Photo object pointing listing:

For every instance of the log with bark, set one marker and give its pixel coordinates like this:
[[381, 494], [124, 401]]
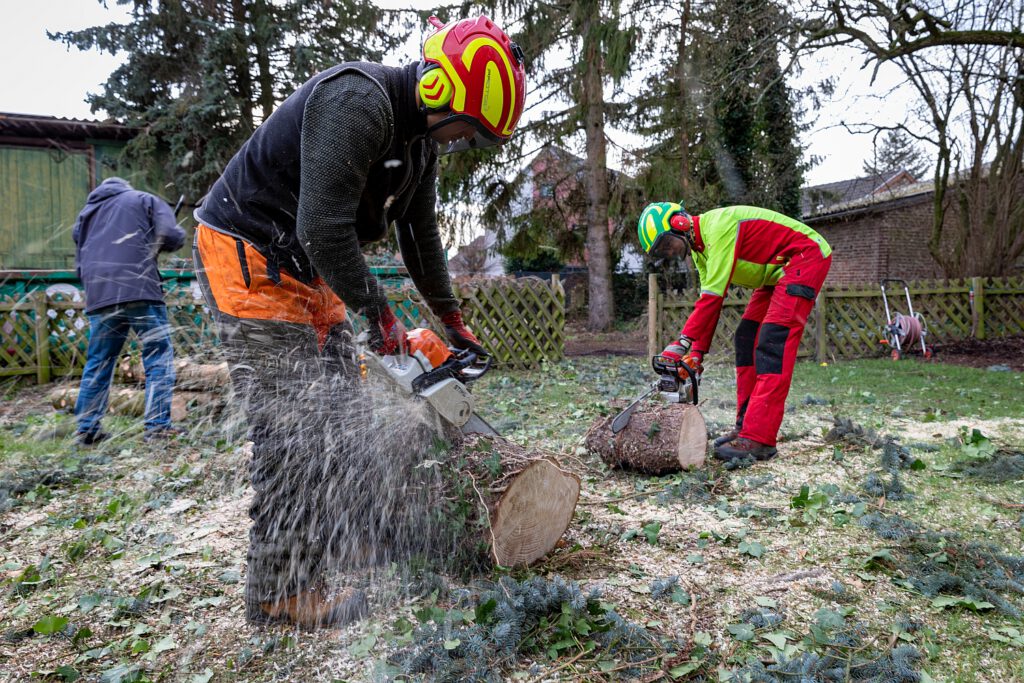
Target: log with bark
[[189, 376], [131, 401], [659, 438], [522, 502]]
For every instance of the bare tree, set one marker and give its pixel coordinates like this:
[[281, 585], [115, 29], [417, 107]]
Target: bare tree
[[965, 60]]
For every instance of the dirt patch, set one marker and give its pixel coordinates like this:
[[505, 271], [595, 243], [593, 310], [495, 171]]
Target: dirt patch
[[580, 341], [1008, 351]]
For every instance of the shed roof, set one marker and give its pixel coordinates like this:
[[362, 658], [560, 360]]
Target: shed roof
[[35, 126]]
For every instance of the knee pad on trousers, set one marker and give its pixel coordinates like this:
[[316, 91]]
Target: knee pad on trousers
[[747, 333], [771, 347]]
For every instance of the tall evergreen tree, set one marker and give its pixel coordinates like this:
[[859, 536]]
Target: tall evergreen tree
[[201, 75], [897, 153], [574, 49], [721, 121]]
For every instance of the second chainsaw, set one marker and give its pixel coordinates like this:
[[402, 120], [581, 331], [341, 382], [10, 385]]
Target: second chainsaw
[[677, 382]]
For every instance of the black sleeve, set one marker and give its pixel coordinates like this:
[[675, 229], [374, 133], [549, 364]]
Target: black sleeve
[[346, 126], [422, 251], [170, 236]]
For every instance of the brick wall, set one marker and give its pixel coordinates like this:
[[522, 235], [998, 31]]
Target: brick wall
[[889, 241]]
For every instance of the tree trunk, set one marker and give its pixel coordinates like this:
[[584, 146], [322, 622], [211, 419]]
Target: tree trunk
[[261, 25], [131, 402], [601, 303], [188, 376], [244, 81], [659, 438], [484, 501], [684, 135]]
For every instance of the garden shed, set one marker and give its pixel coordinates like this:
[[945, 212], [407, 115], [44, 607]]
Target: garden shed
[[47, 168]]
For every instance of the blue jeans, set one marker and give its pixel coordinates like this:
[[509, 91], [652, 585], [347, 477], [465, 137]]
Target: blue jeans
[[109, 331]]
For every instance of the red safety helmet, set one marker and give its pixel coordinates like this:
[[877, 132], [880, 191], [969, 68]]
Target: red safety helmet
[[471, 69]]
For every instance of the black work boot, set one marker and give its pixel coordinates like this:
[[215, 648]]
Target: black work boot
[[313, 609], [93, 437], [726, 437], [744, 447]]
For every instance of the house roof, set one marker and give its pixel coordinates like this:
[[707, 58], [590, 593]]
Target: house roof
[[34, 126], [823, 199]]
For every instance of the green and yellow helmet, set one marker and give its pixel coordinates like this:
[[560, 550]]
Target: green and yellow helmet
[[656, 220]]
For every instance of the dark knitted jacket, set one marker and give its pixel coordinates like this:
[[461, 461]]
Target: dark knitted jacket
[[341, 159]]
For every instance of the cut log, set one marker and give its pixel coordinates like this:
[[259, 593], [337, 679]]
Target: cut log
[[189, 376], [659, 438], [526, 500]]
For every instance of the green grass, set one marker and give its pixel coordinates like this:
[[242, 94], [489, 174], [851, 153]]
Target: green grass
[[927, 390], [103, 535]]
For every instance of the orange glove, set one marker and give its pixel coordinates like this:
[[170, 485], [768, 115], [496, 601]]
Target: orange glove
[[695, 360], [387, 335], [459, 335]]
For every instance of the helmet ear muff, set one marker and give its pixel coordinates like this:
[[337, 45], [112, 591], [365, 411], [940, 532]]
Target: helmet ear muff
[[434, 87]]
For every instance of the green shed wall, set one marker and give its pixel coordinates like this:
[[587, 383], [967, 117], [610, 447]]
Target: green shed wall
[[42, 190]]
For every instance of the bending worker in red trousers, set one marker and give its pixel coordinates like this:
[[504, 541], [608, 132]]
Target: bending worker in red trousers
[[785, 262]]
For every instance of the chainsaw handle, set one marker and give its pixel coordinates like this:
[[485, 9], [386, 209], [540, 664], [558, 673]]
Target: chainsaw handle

[Work to complete] Swap every "set one marker" in the listing for "place one point" and write out the whole listing again with nothing else changed. Omit the pictures from your answer.

[Correct result]
For every instance of the log with bark, place one point and give its pixel coordinates like this:
[[381, 494], [124, 401]]
Target: log with bark
[[189, 376], [131, 401], [659, 438], [522, 502]]
For every instance of the bare tree, place one point and give its pixel coordinates like this:
[[281, 585], [115, 29], [417, 107]]
Target: bare tree
[[965, 60]]
For every instance of the dirt patch, place one point and give its pixel coordinates like this:
[[505, 271], [595, 243], [593, 310], [495, 171]]
Target: dirt patch
[[580, 341], [1008, 351]]
For every instance of the shed roof, place one point and give its pixel coordinates like this:
[[362, 658], [560, 360]]
Target: shed roof
[[35, 126]]
For every instance of the knee pad on trousers, place one point and give its pixel coordinates like this:
[[316, 91]]
Target: knee pad on trousers
[[747, 333], [771, 347]]
For every instance of the tall evergreen tree, place one point and give its pixel coordinates like this:
[[859, 536]]
Target: tall evergreen tree
[[201, 75], [897, 153], [574, 49], [721, 121]]
For every instance of the second chainsaw, place one point and give its pixel coordinates like this:
[[402, 120], [581, 331], [341, 382], [10, 385]]
Target: second chainsaw
[[677, 382]]
For every instance of the black sleeve, place one point and give its pixel coordinates like this:
[[675, 229], [374, 133], [549, 364]]
Target: black sleeve
[[346, 126], [422, 251], [170, 236]]
For every instance of the brick wall, place one point and give its pixel coordinates like this:
[[522, 235], [998, 31]]
Target: brick wall
[[889, 241]]
For every instance of the tree trunk, place one point and give its pixel coordinates like this:
[[584, 146], [322, 622], [211, 419]]
Target: tree trunk
[[261, 25], [131, 402], [601, 303], [188, 376], [244, 81], [659, 438], [484, 501], [684, 135]]
For every instance of the garden shed, place one point and give its pixel coordinates like this:
[[945, 212], [407, 115], [44, 607]]
Target: garden shed
[[47, 168]]
For every instance of the blue jeans, place one point and give its pixel coordinates like this:
[[509, 91], [652, 585], [347, 477], [465, 137]]
Target: blue jeans
[[109, 331]]
For every instance of the red safety helmet, place one point and give its pixel coordinates like this:
[[877, 132], [880, 191], [969, 68]]
Target: red safety helmet
[[471, 69]]
For every instance of the black work boot, place one point and give its pixel coordinates like this:
[[215, 648]]
Target: black work boot
[[313, 609], [93, 437], [726, 437], [744, 447]]
For every instance of the house roof, place one point and give its pixel coordinates like this:
[[707, 58], [590, 593]]
Target: house roof
[[34, 126], [823, 199]]
For every instance of the green and yellow helmet, place one point and give its pixel coordinates like this:
[[560, 550]]
Target: green and yellow helmet
[[656, 220]]
For every instance of the dark knitted jacket, place one point and give its pixel coordinates like this:
[[461, 461]]
Target: dark knitted jacket
[[341, 159]]
For every instance of the cut log, place one point and give its pixel coordinates like this:
[[259, 593], [337, 679]]
Target: cut log
[[189, 376], [659, 438], [526, 500]]
For every instance of the green grass, place one point and give its pixel coordinates like this:
[[242, 94], [489, 174], [851, 153]]
Target: green grass
[[927, 390], [103, 535]]
For every instance of the orange glove, place one point and give its pixel coordinates like this:
[[170, 485], [768, 115], [496, 601]]
Target: orange glove
[[695, 360], [387, 335], [459, 335]]
For every instance of the helmet ear muff, place one point and give its pixel coordinates like this:
[[337, 45], [112, 591], [365, 411], [940, 532]]
Target: helmet ear muff
[[434, 87]]
For every instance of the green shed wall, place one point and give its pixel coordinates like this:
[[587, 383], [967, 117], [610, 447]]
Target: green shed wall
[[42, 190]]
For every instance of the bending worker in red trousers, place one point and give its pixel coordinates like this:
[[504, 541], [608, 132]]
Target: bending worker in red trousers
[[785, 262]]
For every instance of the chainsaw handle, place one point and give its pixel coordinates like this:
[[485, 9], [386, 209], [540, 664], [558, 673]]
Target: chainsaw handle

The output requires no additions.